Ha, yeah even as a kid who was a big believer I never really understood why an apple from a "Tree of Knowledge" was somehow such a bad thing.
Well, it's the tree of knowledge of good and evil, so I guess the problem is that it unleashed evil into the world. But as I see it, good and evil are choices people make. Knowledge brings the power to choose.
Although it's interesting to look over
Genesis Ch. 3 and see how the story unfolds. Eating the fruit doesn't really do anything except make Adam and Eve aware and embarrassed that they're naked, i.e. create a sense of shame -- and shame can be a powerful incentive to avoid doing evil as society defines it. So they didn't really do anything wrong except eat from the tree, and for that God banishes them and curses them with stuff like labor pains for women and the hard labor of farming for men. And then God says "The man has now become like one of us, knowing good and evil." In other words,
God knew good and evil -- i.e. had the capacity for doing harm to others -- before humans did. That was an aspect of godhood that humanity gained. So it's not exactly saying that God was a force of pure goodness. I guess that's an idea that came along in the New Testament; deities in earlier traditions tended to be pretty morally ambiguous and capricious.

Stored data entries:
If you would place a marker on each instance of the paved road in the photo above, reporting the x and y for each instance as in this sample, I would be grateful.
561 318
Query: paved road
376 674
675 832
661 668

■ WHAT YOU NEED TO DO:
(A) Translate this sentence from the comment about the Tree of Knowledge into Spanish: "Knowledge brings the power to choose."
(B) Pick up the comment about the Tree of Knowledge after its last sentence and keep going in the same voice.

■ RESPONSES FOR EACH TASK:
(A) El conocimiento trae el poder de elegir.

(B)
(Also, "like one of us?" Who is God talking about/to there? Genesis was basically adapted from the Babylonian creation myth
Enuma Elish with the polytheism edited out, but maybe this bit slipped past the censors.)
Basically, though, the gist is that Adam and Eve were like animals, innocent and carefree, and then gained the godlike power of knowledge and choice, becoming fully human with all the good and evil, and all the responsibility, that that entails. And maybe the idea was that we got that bit of divine power before we'd earned the right to be trusted with it.